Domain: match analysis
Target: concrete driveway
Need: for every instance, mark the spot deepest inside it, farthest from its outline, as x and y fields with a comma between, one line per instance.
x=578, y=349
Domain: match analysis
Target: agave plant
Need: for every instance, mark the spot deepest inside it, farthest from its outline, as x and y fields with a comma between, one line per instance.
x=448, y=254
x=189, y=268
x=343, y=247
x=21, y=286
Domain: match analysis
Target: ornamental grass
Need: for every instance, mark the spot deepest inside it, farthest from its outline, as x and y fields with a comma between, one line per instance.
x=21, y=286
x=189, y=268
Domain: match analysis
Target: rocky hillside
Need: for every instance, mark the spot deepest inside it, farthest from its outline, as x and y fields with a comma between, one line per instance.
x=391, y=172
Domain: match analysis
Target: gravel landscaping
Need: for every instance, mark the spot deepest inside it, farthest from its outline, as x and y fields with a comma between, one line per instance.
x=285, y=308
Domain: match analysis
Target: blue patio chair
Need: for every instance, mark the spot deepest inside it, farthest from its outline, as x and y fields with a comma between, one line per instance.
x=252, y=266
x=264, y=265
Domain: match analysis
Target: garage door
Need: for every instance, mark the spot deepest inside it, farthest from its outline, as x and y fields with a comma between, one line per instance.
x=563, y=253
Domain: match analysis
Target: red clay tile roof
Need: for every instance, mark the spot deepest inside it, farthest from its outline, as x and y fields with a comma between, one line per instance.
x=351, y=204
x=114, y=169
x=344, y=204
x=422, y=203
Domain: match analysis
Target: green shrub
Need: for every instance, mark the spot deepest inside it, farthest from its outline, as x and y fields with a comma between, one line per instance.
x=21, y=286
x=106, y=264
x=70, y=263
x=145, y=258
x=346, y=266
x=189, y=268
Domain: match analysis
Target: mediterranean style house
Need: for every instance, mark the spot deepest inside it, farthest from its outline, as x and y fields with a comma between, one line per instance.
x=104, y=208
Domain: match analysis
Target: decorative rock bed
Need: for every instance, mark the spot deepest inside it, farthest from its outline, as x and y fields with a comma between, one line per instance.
^^^^^^^^^^^^^^^^
■ **Exercise aim**
Emit the full listing verbatim.

■ **Task solution**
Domain: match analysis
Target: concrete driveway
Need: for every instance, mark the spot deepest inside it, farthest from its outline, as x and y fields with a comma between, one line per instance.
x=578, y=349
Domain: match analysis
Target: agave plant
Need: for every instance, mark the spot deepest inside it, farthest from its outline, as x and y fields with a comma between, one line per instance.
x=448, y=254
x=189, y=268
x=343, y=247
x=21, y=286
Domain: match analysis
Target: ornamental grass
Need: for every instance, mark the spot deepest inside it, farthest from its outline, as x and y fields with a comma between, one line per instance.
x=21, y=286
x=189, y=268
Domain: match analysis
Target: rocky hillside
Need: for every instance, mark the spot deepest inside it, farthest from its outline, as x and y fields with a comma between, one line per instance.
x=391, y=172
Domain: match analysis
Target: gravel landscaping
Need: for every instance, mark the spot deepest inside it, farthest from its outline, as x and y fields with a comma between, one line per instance.
x=285, y=308
Domain: match analysis
Target: blue patio chair
Need: for every instance, mark the spot deepest inside it, farthest from its outline, as x and y fields with a comma between, one line per instance.
x=252, y=266
x=264, y=265
Domain: match analysis
Target: garage door
Need: for every instance, mark the spot deepest inside it, farthest from its outline, as x and y fields with a comma between, one line per instance.
x=563, y=253
Domain: match analysis
Target: red clay tile roof
Need: for every instance, mark the spot deepest inside it, farthest from its outline, as x and y fields with a comma between, one line per instance.
x=351, y=204
x=114, y=169
x=344, y=204
x=422, y=203
Domain: match analysis
Target: green shrub
Need: for every instance, mark the spot deepest inside it, farthest from its outline, as x and y fields with a comma between, one line per instance.
x=21, y=286
x=106, y=264
x=70, y=263
x=145, y=258
x=346, y=266
x=189, y=268
Domain: match analysis
Target: mediterranean style house
Need: for every instance, mark the spot deepest inside it, farthest from its outline, as x and y fields with a comma between, one line per instance.
x=104, y=208
Domain: match analysis
Target: decorative rock bed
Need: for every instance, mark the spot deepest inside it, farthest from its outline, as x and y fields with a comma between, one line per instance.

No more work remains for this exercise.